___ Passage ___

South Korea’s Yoon calls on doctors to suggest proposal on medical seats to end protest

by Anadolu Agency

ISTANBUL

Nearly six weeks after doctors began a strike over the government’s plan to admit more students in medical colleges, South Korean President Yoon Suk-yeol Monday indicated a compromise.

“If the medical community wants to argue for reducing the size of the increase, it is only right for them to suggest a unified proposal to the government, with a clear and scientific basis, and not take collective action,” Yoon said in an address to the nation ahead of parliamentary elections on April 10.

Thousands of junior doctors and interns have walked-off their job since Feb. 20 to protest the government’s move to add 2,000 more medical seats annually.

Yoon said if the doctors’ groups “bring a more reasonable and rational measure, we can discuss it any time,” Seoul-based Yonhap News reported.

He noted that addition of 2,000 seats was “a minimum increase the government came up with through thorough calculations, and followed sufficient and wide-ranging discussions with the medical community, including doctors’ groups, until the decision was reached.”

The protest has triggered crisis in the health sector as hospitals have closed wards, re-arranged working hours and postponed surgeries.

Senior health academics, including professors, have threatened to reduce working hours as part of the ongoing demonstrations.

Yoon, however, said the medical reform plan was “meant for the people” and “improve essential medical services and rural medical services so that people anywhere in the country can receive proper treatment.”

“Currently, there are 115,000 doctors in the country. If their number increases by 2,000 annually starting 10 years from now, only in 2045 will there be an additional 20,000 doctors,” he added.

___

Goal of the exercise
List every action the article says hospitals have taken because of the protest. The entries that come next have no connection to the article.

___ Data records ___

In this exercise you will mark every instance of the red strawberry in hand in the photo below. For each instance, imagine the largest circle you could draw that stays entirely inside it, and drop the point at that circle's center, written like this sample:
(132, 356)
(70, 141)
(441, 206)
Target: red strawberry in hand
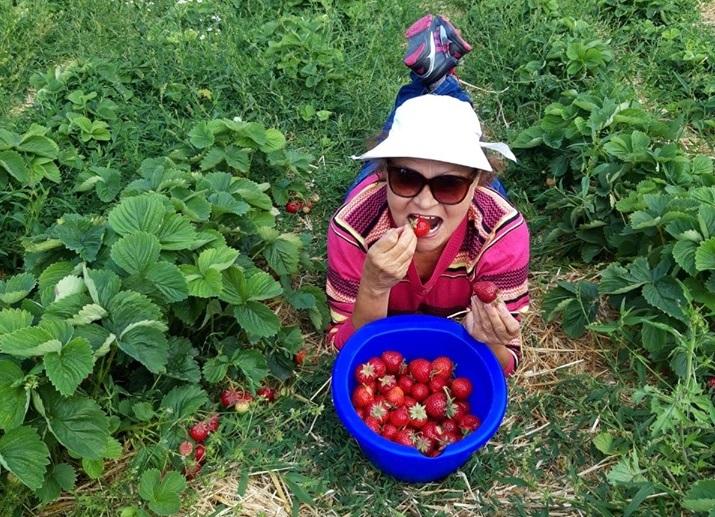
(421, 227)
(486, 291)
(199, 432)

___
___ Data records ___

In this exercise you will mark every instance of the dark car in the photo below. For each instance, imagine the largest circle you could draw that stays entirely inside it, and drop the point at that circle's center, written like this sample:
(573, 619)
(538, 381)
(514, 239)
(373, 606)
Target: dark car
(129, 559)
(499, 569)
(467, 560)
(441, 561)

___
___ Data records ___

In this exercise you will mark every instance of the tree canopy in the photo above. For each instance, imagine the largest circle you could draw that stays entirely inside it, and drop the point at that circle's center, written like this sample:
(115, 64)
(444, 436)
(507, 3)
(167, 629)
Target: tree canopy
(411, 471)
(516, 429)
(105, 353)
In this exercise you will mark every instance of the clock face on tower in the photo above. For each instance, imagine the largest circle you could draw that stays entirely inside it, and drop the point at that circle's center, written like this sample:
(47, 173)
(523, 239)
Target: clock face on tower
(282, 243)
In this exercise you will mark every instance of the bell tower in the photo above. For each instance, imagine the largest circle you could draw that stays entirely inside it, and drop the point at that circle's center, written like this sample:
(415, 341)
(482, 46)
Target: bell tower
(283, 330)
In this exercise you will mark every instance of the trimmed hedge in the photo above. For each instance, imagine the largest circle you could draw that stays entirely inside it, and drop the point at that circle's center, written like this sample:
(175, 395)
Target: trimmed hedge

___

Finished task
- Closed wards
- Re-arranged working hours
- Postponed surgeries